**Instruction 1**
From the tentative ruling below, copy word for word the stretch that begins at the words "- Defendant: M&J" and stops after "LLC. (Code Civ. Proc., §§ 473, subd. (b); 473.5.)".
**Instruction 2**
Answer these from the tentative ruling below:
(a) What is the hearing date given for the motion?
(b) If oral argument is timely requested, on what day and at what time will it be heard?
(c) Within how many days must the defendants file the proposed responsive pleading?
**Instruction 3**
List every distinct full date (month, day and year) that appears in the tentative ruling below.

─── Source text

Dhillon v. RMR Trans Inc. et al.
Case Information
Motion(s)
By Defendants RMR Trans Inc. and M&J Truckline, LLC to Set Aside Default
Motion Type Tags
Other
Parties
- Plaintiff: Harjot S Dhillon
- Defendant: RMR Trans Inc.
- Defendant: M&J Truckline, LLC
Ruling
(48) Tentative Ruling
Re: Dhillon v. RMR Trans Inc. et al. Superior Court Case No. 25CECG04302
Hearing Date: May 14, 2026 (Dept. 403)
Motion: By Defendants RMR Trans Inc. and M&J Truckline, LLC to Set Aside Default
Tentative Ruling:
To grant and strike the entry of default entered November 24, 2025, and the default judgement on January 12, 2026 against M&J Truckline, LLC. (Code Civ. Proc., §§ 473, subd. (b); 473.5.)
To grant and strike the entry of default as to defendant RMR Trans Inc. entered on November 24, 2025, and the default judgement on January 12, 2026. (Code Civ. Proc., §§ 473, subd. (b); 473.5.)
Defendants, RMR Trans Inc. and M&J Truckline, LLC, are directed to file the proposed responsive pleading within five days of service of the order by the clerk.
If oral argument is timely requested, it will be entertained on Wednesday, May 27, 2026, at 3:30 p.m. in Department 403.
Explanation:
Defendants RMR Trans Inc. and M&J Truckline, LLC (“Defendants”) separately move to set aside default, entered against them on November 24, 2025, and default judgement entered on January 12, 2026, pursuant to the discretionary relief afforded under Code of Civil Procedure section 473, subdivisions (b) and (d), and section 473.5
Defendants jointly argue that they are entitled to relief under Code of Civil Procedure section 473, subdivision (d) because defective service of summons rendered the entry of default void. Where there is not a valid service of summons, any judgment violates due process of law. (Peralta v. Heights Med. Ctr., Inc. (1988) 485 U.S. 80, 84-85.; Calvert v. Al Binali (2018) 29 Cal.App.5th 954, 960-961.)

──────
─── Collected material

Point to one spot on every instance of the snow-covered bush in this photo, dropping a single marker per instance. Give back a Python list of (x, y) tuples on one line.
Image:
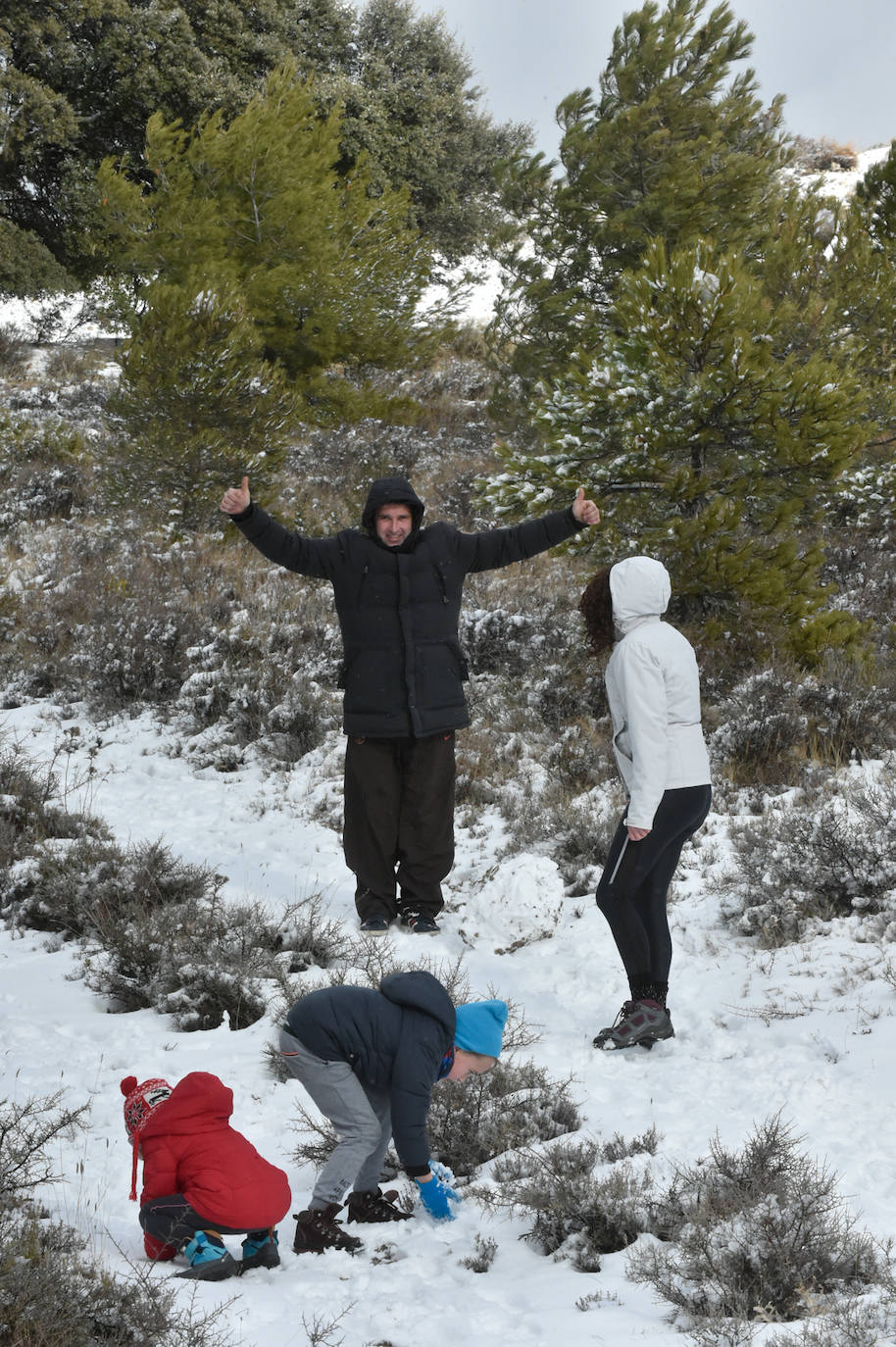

──────

**Task response 1**
- Defendant: M&J Truckline, LLC
Ruling
(48) Tentative Ruling
Re: Dhillon v. RMR Trans Inc. et al. Superior Court Case No. 25CECG04302
Hearing Date: May 14, 2026 (Dept. 403)
Motion: By Defendants RMR Trans Inc. and M&J Truckline, LLC to Set Aside Default
Tentative Ruling:
To grant and strike the entry of default entered November 24, 2025, and the default judgement on January 12, 2026 against M&J Truckline, LLC. (Code Civ. Proc., §§ 473, subd. (b); 473.5.)

**Task response 2**
(a) May 14, 2026
(b) Wednesday, May 27, 2026, at 3:30 p.m. (in Department 403)
(c) Within five days of service of the order by the clerk

**Task response 3**
November 24, 2025
January 12, 2026
May 14, 2026
May 27, 2026